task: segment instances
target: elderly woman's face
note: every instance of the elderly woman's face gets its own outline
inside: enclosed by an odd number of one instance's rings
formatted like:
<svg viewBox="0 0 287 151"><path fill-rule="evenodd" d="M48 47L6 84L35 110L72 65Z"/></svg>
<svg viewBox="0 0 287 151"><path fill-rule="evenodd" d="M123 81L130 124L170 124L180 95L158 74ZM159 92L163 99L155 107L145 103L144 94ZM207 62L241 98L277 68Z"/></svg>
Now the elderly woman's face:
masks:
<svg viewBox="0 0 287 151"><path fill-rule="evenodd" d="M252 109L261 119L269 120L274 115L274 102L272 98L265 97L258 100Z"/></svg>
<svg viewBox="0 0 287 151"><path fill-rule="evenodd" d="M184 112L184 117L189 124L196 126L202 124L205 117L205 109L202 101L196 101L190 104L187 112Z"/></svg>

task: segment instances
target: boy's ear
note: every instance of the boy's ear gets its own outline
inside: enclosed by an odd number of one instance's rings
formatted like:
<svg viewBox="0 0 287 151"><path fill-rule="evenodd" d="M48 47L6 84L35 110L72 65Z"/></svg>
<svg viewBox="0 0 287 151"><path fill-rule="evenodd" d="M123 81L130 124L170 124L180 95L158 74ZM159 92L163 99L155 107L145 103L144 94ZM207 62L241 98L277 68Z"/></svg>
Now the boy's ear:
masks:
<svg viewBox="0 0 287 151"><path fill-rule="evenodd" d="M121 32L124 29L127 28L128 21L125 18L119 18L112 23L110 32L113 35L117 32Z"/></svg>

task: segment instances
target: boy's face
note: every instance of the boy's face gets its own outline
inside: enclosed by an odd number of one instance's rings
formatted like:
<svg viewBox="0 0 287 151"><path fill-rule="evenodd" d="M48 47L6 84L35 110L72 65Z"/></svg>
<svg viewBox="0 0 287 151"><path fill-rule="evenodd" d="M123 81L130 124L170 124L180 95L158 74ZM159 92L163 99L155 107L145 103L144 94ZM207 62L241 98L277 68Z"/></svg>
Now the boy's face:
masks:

----

__Exercise instructions__
Rename "elderly woman's face" to "older woman's face" in everything from the start of the rows down through the line containing "112L184 117L189 124L196", and return only those lines with nothing else changed.

__Task solution__
task: segment instances
target: older woman's face
note: every instance of the older woman's face gets its own outline
inside: enclosed by an odd number of one instance's rings
formatted like:
<svg viewBox="0 0 287 151"><path fill-rule="evenodd" d="M48 47L6 84L35 110L72 65Z"/></svg>
<svg viewBox="0 0 287 151"><path fill-rule="evenodd" d="M123 81L130 124L170 124L180 95L158 74ZM159 92L163 99L155 107L145 103L144 94ZM207 62L241 98L277 68Z"/></svg>
Now the older woman's face:
masks:
<svg viewBox="0 0 287 151"><path fill-rule="evenodd" d="M252 109L261 119L269 120L274 115L274 102L272 98L265 97L258 100Z"/></svg>
<svg viewBox="0 0 287 151"><path fill-rule="evenodd" d="M184 112L184 117L189 124L196 126L202 124L205 117L205 109L202 101L196 101L190 104L187 112Z"/></svg>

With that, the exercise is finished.